The exercise: Copy the lines verbatim, from the first line through the line containing "[[[321,81],[320,81],[320,101],[323,101],[323,64],[321,64]]]", including both ends. Omit the pictures from your copy.

Labeled contour lines
********

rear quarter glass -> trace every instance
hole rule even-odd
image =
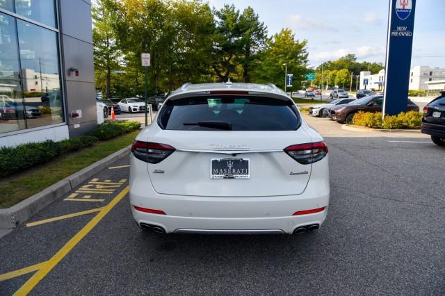
[[[295,131],[301,120],[291,101],[251,96],[203,96],[168,101],[158,123],[161,129],[218,131],[217,128],[184,125],[218,122],[232,131]]]

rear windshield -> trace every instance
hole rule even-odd
[[[431,103],[428,105],[430,106],[439,106],[445,104],[445,97],[439,96],[435,98]]]
[[[179,131],[294,131],[300,124],[291,101],[261,97],[209,96],[168,101],[158,119]]]

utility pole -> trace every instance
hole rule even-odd
[[[148,117],[147,116],[147,85],[148,85],[148,73],[147,68],[150,66],[150,54],[147,53],[143,53],[140,54],[140,60],[142,62],[142,66],[145,69],[145,126],[148,125]],[[150,116],[152,115],[150,114]],[[150,122],[151,123],[151,122]]]
[[[286,66],[286,69],[284,70],[284,92],[286,92],[286,86],[287,84],[287,64],[284,63],[283,66]]]
[[[349,88],[349,91],[353,91],[353,76],[354,76],[354,73],[350,72],[350,87]],[[355,89],[357,90],[357,89]]]
[[[321,81],[320,81],[320,101],[323,101],[323,64],[321,64]]]

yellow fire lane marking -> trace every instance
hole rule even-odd
[[[42,266],[43,266],[44,264],[46,264],[47,262],[47,261],[42,262],[40,263],[34,264],[33,265],[28,266],[27,268],[0,274],[0,281],[6,281],[7,279],[13,279],[14,277],[19,277],[21,275],[38,270],[42,268]]]
[[[109,193],[109,192],[107,192]],[[104,202],[105,199],[94,199],[92,198],[65,198],[65,199],[63,199],[66,202]]]
[[[114,191],[114,190],[113,190]],[[91,190],[76,190],[76,193],[97,193],[98,195],[109,195],[113,193],[113,191],[91,191]]]
[[[40,282],[48,273],[96,225],[108,214],[118,203],[123,199],[129,190],[129,186],[125,187],[111,202],[105,206],[82,229],[66,243],[62,249],[35,272],[25,283],[17,290],[15,295],[29,294],[34,287]]]
[[[81,212],[73,213],[71,214],[63,215],[62,216],[54,217],[52,218],[44,219],[40,221],[36,221],[34,222],[26,223],[26,227],[32,227],[33,226],[40,225],[45,223],[49,223],[54,221],[63,220],[64,219],[72,218],[73,217],[81,216],[82,215],[88,215],[92,213],[99,212],[102,211],[104,208],[92,208],[91,210],[83,211]]]
[[[122,185],[123,182],[88,182],[88,184],[99,184],[99,185]]]
[[[114,169],[121,169],[122,167],[129,167],[130,166],[130,165],[120,165],[118,167],[108,167],[109,170],[114,170]]]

********

Right answer:
rear quarter glass -> trace every instance
hole rule even-odd
image =
[[[295,131],[301,120],[291,101],[251,96],[203,96],[168,101],[158,123],[161,129],[218,131],[217,128],[184,125],[218,122],[232,131]]]

rear windshield -> trace every instance
hole rule even-odd
[[[431,103],[428,105],[430,106],[439,106],[445,104],[445,97],[439,96],[435,98]]]
[[[179,131],[294,131],[300,124],[291,101],[261,97],[209,96],[168,101],[158,119]]]

utility pole -> trace every instance
hole rule even-odd
[[[148,117],[147,116],[147,85],[148,85],[148,73],[147,68],[150,66],[150,54],[147,53],[143,53],[140,54],[140,60],[142,62],[142,66],[145,69],[145,126],[148,125]],[[150,116],[152,115],[150,114]],[[150,122],[151,123],[151,122]]]
[[[286,66],[286,69],[284,70],[284,92],[286,92],[286,86],[287,84],[287,64],[284,63],[283,66]]]
[[[349,88],[349,91],[353,91],[353,76],[354,76],[354,73],[350,72],[350,87]],[[355,89],[357,90],[357,89]]]
[[[321,81],[320,81],[320,101],[323,101],[323,64],[321,64]]]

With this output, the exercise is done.